→ **Task brief**
Write out again, exactly as they stand, the line that includes "Task: For every instance of the crowd" and all remaining lines of the entries.

Segment Start: Source data

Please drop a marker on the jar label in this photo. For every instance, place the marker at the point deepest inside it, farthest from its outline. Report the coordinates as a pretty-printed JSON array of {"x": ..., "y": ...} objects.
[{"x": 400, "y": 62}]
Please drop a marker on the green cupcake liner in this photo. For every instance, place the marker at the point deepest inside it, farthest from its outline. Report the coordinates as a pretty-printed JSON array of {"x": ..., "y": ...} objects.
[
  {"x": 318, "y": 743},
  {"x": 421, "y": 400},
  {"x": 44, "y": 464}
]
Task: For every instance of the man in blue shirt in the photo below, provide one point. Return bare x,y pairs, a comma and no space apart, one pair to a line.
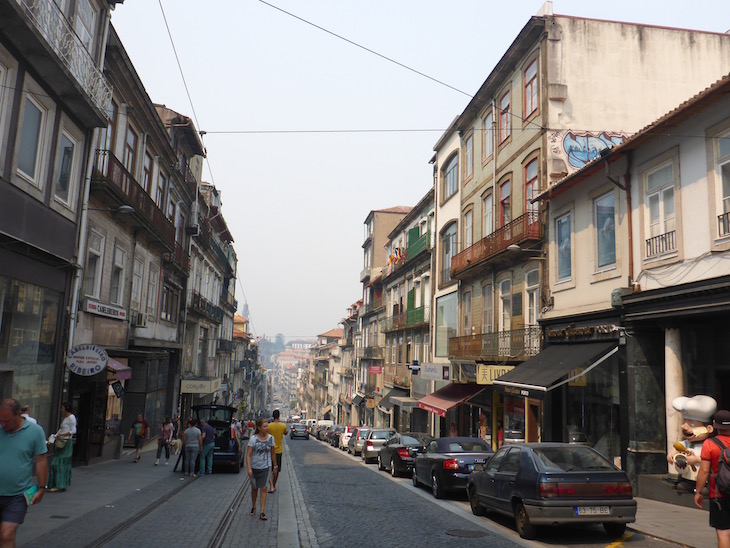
206,457
22,443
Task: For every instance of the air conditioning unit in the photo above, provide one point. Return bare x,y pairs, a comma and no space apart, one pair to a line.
139,319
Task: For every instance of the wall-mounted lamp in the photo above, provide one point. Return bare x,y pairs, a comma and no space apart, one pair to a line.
123,209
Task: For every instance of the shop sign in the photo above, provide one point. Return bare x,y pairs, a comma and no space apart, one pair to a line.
86,359
435,371
487,373
108,310
581,380
199,386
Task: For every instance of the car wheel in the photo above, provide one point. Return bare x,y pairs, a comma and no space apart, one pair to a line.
615,530
522,520
436,489
476,508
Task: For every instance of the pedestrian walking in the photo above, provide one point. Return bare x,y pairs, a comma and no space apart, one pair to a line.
206,457
163,440
60,477
277,429
138,433
25,412
259,458
22,445
193,444
710,455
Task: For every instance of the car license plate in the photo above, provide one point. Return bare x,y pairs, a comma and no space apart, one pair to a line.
592,510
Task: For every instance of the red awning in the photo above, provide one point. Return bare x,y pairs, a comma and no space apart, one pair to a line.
449,396
122,371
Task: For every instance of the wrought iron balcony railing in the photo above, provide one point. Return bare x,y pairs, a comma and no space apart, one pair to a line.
51,23
663,243
515,344
523,229
109,170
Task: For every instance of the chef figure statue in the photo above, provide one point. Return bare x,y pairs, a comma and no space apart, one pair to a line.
697,413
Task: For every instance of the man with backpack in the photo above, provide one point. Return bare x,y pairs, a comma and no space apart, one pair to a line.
715,466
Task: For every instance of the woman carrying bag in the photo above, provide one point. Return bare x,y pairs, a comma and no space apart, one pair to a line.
259,459
60,476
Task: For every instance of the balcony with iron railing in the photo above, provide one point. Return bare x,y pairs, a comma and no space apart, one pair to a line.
110,177
45,37
517,344
524,229
664,243
179,257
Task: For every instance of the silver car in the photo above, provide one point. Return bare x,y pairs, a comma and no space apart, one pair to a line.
374,441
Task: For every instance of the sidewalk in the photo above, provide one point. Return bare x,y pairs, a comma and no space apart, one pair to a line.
105,495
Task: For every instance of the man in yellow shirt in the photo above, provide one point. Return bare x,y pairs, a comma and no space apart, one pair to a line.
277,429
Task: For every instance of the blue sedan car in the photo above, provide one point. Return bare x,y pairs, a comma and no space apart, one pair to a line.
553,484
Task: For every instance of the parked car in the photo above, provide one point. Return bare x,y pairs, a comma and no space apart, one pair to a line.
354,446
345,436
374,441
553,483
333,436
398,452
298,431
228,450
446,463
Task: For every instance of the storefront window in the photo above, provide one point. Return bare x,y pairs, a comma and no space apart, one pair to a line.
28,327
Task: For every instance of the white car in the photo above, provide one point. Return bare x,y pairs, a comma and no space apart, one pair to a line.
345,437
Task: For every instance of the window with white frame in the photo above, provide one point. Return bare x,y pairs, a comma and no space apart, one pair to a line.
532,297
660,206
31,140
94,264
604,213
488,210
466,312
468,228
530,79
469,157
563,241
488,142
116,291
66,164
137,280
152,277
487,325
722,154
505,123
451,177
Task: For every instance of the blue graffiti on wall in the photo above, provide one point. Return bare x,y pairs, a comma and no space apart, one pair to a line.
581,148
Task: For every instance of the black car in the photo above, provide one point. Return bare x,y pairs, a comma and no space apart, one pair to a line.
398,452
553,484
446,463
298,431
228,449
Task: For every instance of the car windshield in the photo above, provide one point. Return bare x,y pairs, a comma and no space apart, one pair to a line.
570,459
467,446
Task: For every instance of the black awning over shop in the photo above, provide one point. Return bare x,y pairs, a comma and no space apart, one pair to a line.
553,366
387,402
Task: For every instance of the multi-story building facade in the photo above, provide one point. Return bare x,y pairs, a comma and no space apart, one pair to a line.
54,98
533,121
370,339
407,295
643,273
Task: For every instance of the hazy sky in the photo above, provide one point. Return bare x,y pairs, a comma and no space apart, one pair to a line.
268,87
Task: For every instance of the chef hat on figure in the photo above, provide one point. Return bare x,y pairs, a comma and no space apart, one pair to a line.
697,408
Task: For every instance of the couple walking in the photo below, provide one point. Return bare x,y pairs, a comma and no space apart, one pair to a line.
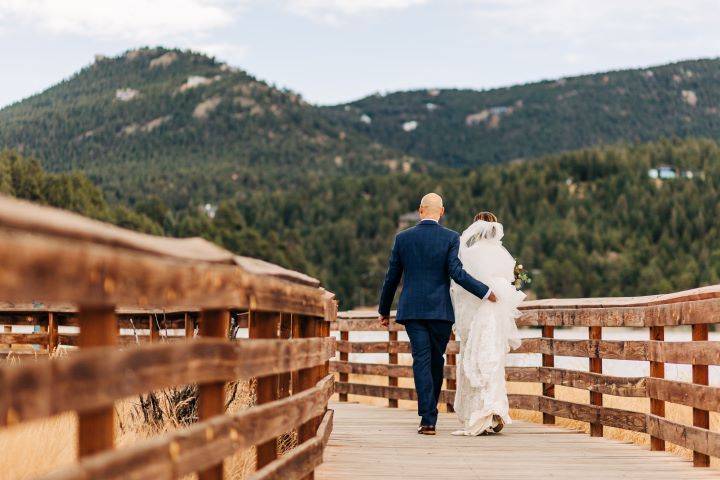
466,280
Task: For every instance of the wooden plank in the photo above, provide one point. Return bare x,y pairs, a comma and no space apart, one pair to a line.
385,391
31,270
672,314
7,329
611,417
382,369
548,361
306,328
265,325
204,444
693,395
92,379
606,384
386,347
211,395
657,370
24,338
284,380
370,442
52,332
701,417
189,324
364,325
595,333
154,329
96,428
682,308
698,439
302,460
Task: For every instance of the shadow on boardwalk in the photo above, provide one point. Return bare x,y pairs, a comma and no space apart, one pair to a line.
374,442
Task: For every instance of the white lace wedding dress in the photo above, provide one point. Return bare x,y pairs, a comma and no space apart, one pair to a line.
486,330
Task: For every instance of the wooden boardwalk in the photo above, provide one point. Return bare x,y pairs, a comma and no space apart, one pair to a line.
374,442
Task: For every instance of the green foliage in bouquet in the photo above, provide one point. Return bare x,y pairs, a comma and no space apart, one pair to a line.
522,277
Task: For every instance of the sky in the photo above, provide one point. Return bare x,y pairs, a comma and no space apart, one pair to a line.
334,51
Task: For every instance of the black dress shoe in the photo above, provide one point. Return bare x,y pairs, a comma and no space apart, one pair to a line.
426,430
499,423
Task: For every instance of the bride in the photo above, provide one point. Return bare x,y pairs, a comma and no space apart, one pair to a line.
486,330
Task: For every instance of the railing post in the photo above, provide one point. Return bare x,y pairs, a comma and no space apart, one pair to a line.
701,418
8,329
596,429
265,325
41,328
392,360
307,327
344,356
154,331
548,360
53,335
285,379
189,326
211,396
96,429
657,370
285,333
451,382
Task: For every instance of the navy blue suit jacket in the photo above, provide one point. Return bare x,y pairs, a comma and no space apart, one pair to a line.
425,256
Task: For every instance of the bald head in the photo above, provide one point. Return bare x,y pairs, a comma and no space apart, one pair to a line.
431,207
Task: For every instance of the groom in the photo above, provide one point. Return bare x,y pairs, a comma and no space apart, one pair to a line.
426,255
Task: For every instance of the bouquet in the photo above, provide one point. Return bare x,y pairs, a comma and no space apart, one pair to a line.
522,277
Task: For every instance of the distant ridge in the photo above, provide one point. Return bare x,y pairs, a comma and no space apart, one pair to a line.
185,127
468,127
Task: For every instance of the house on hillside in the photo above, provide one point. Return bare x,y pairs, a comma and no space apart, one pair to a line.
667,172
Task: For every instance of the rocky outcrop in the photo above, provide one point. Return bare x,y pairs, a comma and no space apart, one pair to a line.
203,109
163,60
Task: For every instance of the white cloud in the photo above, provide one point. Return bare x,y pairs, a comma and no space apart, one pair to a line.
335,11
574,18
134,20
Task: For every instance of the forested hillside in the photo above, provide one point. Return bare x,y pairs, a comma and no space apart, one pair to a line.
469,127
176,143
184,127
24,178
586,223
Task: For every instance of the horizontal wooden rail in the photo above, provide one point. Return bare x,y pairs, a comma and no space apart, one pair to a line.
302,460
97,377
203,444
697,352
60,269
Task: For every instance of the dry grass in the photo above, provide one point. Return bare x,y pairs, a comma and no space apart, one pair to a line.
35,448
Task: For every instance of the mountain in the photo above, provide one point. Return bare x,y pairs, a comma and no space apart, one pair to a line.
469,127
592,222
161,133
24,178
184,127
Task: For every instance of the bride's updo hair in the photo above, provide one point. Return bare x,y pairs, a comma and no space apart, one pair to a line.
486,216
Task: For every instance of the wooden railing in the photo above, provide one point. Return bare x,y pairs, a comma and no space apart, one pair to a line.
61,268
697,309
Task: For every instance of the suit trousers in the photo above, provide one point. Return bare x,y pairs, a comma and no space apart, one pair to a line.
428,340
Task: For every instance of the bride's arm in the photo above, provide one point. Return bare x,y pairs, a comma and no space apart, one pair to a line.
464,279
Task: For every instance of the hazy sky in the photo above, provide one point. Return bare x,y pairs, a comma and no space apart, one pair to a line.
338,50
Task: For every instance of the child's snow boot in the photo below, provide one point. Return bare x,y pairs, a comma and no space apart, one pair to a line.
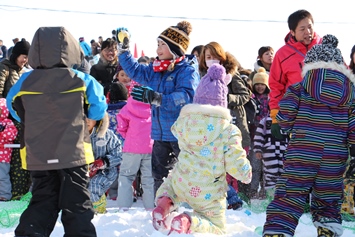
180,224
324,232
100,205
161,212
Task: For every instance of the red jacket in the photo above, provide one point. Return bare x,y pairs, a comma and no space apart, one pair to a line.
287,67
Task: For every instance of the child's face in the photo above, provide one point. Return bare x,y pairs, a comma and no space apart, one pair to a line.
21,60
267,57
260,88
91,124
123,78
163,51
304,31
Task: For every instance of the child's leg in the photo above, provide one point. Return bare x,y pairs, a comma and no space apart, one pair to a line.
147,181
5,184
212,219
256,176
292,190
327,194
128,170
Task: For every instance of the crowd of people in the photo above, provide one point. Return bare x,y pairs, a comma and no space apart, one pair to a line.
92,123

Segment End: Source data

→ **Task result**
Task: For every instance of the crowd of people in the photo above, provide one point. Return bare x,y pairs, a comma and no space apart, one pair to a line.
92,123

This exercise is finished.